Referring expression pointing data:
▼

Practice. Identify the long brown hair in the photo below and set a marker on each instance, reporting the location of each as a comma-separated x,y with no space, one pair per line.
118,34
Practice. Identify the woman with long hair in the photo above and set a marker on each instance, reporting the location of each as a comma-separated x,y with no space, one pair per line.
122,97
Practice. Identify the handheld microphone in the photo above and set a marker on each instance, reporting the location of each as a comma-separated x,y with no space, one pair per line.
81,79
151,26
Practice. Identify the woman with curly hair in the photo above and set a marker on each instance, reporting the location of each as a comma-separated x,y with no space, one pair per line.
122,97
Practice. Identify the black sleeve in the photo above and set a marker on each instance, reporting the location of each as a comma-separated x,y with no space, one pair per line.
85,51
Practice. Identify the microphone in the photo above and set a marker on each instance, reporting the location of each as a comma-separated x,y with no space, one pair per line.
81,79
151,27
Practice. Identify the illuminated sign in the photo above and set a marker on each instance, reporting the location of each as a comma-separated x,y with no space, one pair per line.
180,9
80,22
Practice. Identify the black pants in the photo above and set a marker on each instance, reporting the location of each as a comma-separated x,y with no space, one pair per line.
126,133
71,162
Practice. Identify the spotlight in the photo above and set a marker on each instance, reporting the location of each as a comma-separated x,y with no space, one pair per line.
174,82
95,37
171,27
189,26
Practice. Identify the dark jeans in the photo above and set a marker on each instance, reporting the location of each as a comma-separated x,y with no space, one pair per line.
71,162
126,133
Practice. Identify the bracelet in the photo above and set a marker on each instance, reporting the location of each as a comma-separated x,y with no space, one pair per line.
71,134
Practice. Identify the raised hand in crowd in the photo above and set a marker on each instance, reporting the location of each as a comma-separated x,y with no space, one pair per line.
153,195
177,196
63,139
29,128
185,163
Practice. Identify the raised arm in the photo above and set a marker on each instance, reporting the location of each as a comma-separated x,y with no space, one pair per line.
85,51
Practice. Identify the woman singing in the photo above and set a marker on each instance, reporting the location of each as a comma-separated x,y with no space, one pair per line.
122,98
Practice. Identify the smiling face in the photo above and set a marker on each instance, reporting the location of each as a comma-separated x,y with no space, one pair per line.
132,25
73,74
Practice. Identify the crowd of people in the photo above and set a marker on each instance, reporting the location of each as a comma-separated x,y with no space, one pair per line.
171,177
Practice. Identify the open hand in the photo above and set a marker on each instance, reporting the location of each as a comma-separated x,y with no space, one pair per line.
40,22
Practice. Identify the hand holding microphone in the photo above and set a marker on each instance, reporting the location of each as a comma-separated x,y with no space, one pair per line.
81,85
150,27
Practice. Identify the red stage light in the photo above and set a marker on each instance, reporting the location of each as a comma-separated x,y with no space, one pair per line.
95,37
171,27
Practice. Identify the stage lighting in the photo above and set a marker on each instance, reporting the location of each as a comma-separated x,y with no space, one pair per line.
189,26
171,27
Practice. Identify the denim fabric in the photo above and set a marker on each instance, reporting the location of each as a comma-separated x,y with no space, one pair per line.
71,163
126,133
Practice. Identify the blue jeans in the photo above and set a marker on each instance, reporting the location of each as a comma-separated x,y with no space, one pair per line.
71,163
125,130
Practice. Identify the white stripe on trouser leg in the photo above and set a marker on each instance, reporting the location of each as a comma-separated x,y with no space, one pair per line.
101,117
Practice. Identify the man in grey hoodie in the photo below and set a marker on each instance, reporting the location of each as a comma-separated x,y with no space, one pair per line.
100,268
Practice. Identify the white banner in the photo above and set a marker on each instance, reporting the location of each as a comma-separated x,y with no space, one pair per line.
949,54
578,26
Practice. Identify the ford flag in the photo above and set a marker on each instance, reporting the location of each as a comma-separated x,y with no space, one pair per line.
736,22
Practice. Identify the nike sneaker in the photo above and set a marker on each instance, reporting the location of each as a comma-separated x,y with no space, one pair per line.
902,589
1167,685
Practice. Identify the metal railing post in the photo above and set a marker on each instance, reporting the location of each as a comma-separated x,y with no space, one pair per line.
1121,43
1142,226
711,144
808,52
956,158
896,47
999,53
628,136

▲

Required action: A complete, exact repeat of the records is the required answer.

Solution to this problem:
Practice. Identify the long brown hair in the photo below and set a marker on each instance, reporting the location of each as a comma-separated x,y with no space, one pair per line.
118,34
Practice. Identify the woman with long hair in the photo above and set a marker on each instance, reporting the location of each as a comma-separated x,y with no space, one pair per line.
122,97
Practice. Identify the handheld microphone in the photo above and set a marker on each instance, reporting the location of each as a comma-separated x,y with no space, one pair per line.
81,79
151,26
Practice. Identify the woman with curly hair in the photo above and set a marker on each instance, reporting the location of each as a comma-separated x,y with no space, one pair per line.
122,97
Practice. Identify the black sleeve in the photo above and set a marker on each instance, reporting the location of each as a comma-separated x,y with no space, one pair per line.
85,51
Practice. Identify the microphone in the photo above and set a marker on each instance, reporting the location of each as a comma-separated x,y with no space, one pair per line.
81,79
151,27
Practice. Identify the illuminated sign in the photo above and set a marker on each instance, reporting the location of each as a comma-separated x,y with no space, one pair per line.
180,9
80,22
Practice. Identify the black pants in the photo above and set a marker on each instance, reporting the location of each as a comma-separated x,y with no space, one pair per line.
126,133
71,162
Practice. Identify the spotlight in the photo above and set a marker on each instance, reporting the location of each as a comma-separated x,y with no space, one pair per line.
174,82
95,37
171,27
189,26
Practice. Identify the dark jeans in the photo above and set a marker on each instance, reporting the location of each as a comma-separated x,y with no space, one pair per line.
71,162
126,133
Practice. Identify the bracelet in the photo above and set a marker on each instance, reporting the location of each as a comma-separated x,y with no space, one pair per line.
71,134
Practice. Identify the raised hand in crowd in the photo above and set a marker on each instance, reporting the location of each as a comma-separated x,y with no space, one pair per line.
153,195
177,196
63,139
29,128
185,163
Practice. Identify the raised arm in the photo above and set a marker on each instance, reporting the location of each as a comma-separated x,y with no space, one pair per line.
85,51
Practice. Identify the woman singing in the photo above and set a marker on each instance, reporting the location of each as a comma-separated x,y with no space, one pair per line.
122,98
Practice. Identify the smiling face in the photo above and set a marker on each instance, reporting the location of each as a comma-separated x,y with no space, one pair per line.
132,25
73,74
Practice. Identify the crowd of people in the photo above and set a marker on each instance, reporting the location of each as a comma-separated x,y with no space, one pair per line.
171,177
Practice. Identify the open hand in the photo above and set a marker on each instance, reporting the location of each as a comma-separated x,y with no space, one pair per line.
40,22
Practice. Identify the hand holding microphone in the photo above and set a marker on each instance, reporting the location of each as a comma-separated x,y with no space, one pair per line.
81,85
150,27
Practice. Identify the red stage light in the photo above and set a marker on each instance, reporting the location of each as a comma-separated x,y with no space, one pair per line.
95,37
171,27
Practice. Identify the stage lighting in the photo above and set a marker on each instance, reporting the location of each as a comma-separated x,y with no space, one pair per line.
189,26
171,27
Practice. Identify the denim fabric in the photo above and set a marker on each instance, reporting the location of each as a comma-separated x,y with no space, one pair per line.
71,163
126,133
Practice. Identify the blue jeans in the photo above and set a marker on each instance, reporting the location of each as a comma-separated x,y with no space, one pair per line.
71,163
125,130
Practice. Identify the white stripe on trouser leg in the photo above and set a marker on each instance, reporting the location of each as a comma-separated x,y with no space, one pair per line.
101,117
Practice. Identify the man in grey hoodie in the photo below and set a marker on each instance, reporting the location of each as a comma-separated x,y with no space, one pair per line.
100,268
Practice. Identify the white banner in the photo above and set a marker on each instance, reporting the location of each as a comma-separated x,y with no space, one pair per line.
949,54
578,26
Practice. Identify the ford flag in the photo above and set a marker on each instance, reporting the location of each as a comma-separated x,y with no space, one pair per line.
736,22
Practice. Identify the nike sneaker in the photo above and set a marker on each instance, reporting the location of each as a comma-separated x,y with no space, one pair per line.
902,589
1167,685
Practice. Identify the metal railing post in the photo above and set a marker on each instance, reporting the location of each as a comma-separated x,y with no space, one pair per line.
1121,43
1142,226
711,144
808,52
956,158
896,47
999,53
628,136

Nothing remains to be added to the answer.